Work instructions |
Locate each line in the items below that contains the string "marking", treating uppercase and lowercase as different, and copy those lines.

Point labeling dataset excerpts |
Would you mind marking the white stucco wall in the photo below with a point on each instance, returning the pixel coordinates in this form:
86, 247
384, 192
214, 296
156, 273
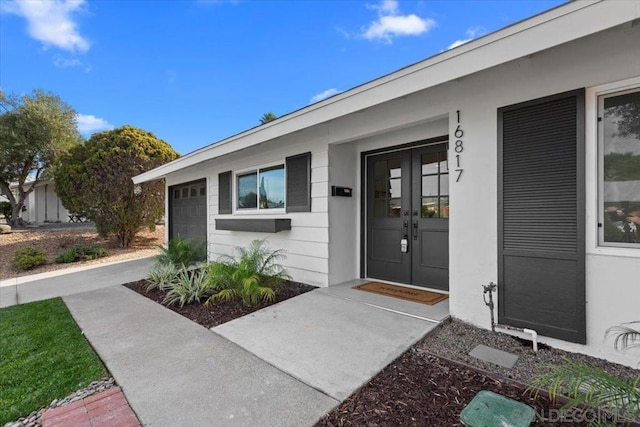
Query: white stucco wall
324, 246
* * *
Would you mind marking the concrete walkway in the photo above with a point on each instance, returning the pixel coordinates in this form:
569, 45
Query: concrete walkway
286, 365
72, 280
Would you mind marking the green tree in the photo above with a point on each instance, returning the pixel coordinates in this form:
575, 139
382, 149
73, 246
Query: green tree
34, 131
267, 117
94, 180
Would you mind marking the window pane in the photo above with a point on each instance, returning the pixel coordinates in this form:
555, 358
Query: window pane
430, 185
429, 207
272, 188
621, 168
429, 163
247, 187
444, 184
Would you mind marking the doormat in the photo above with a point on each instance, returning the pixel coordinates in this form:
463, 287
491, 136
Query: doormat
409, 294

Answer to this task |
Would you mind marking the white stucco wall in the photo below with a point on each instance, returning the pixel coordinates in this form:
Would you mind marking the concrete walkway in the photo above with a point on each instance, returning the pixel coordinates in this form:
Would you mind marking the green tree in the photo above with a point on each instance, returning the pixel coordinates in this form:
Would you mind marking the window pane in the photo above with a point on each instance, returning the pixel coordinates in this form:
Would you mind marking the doormat in the photo above with a point on each instance, returning the pixel coordinates in this form:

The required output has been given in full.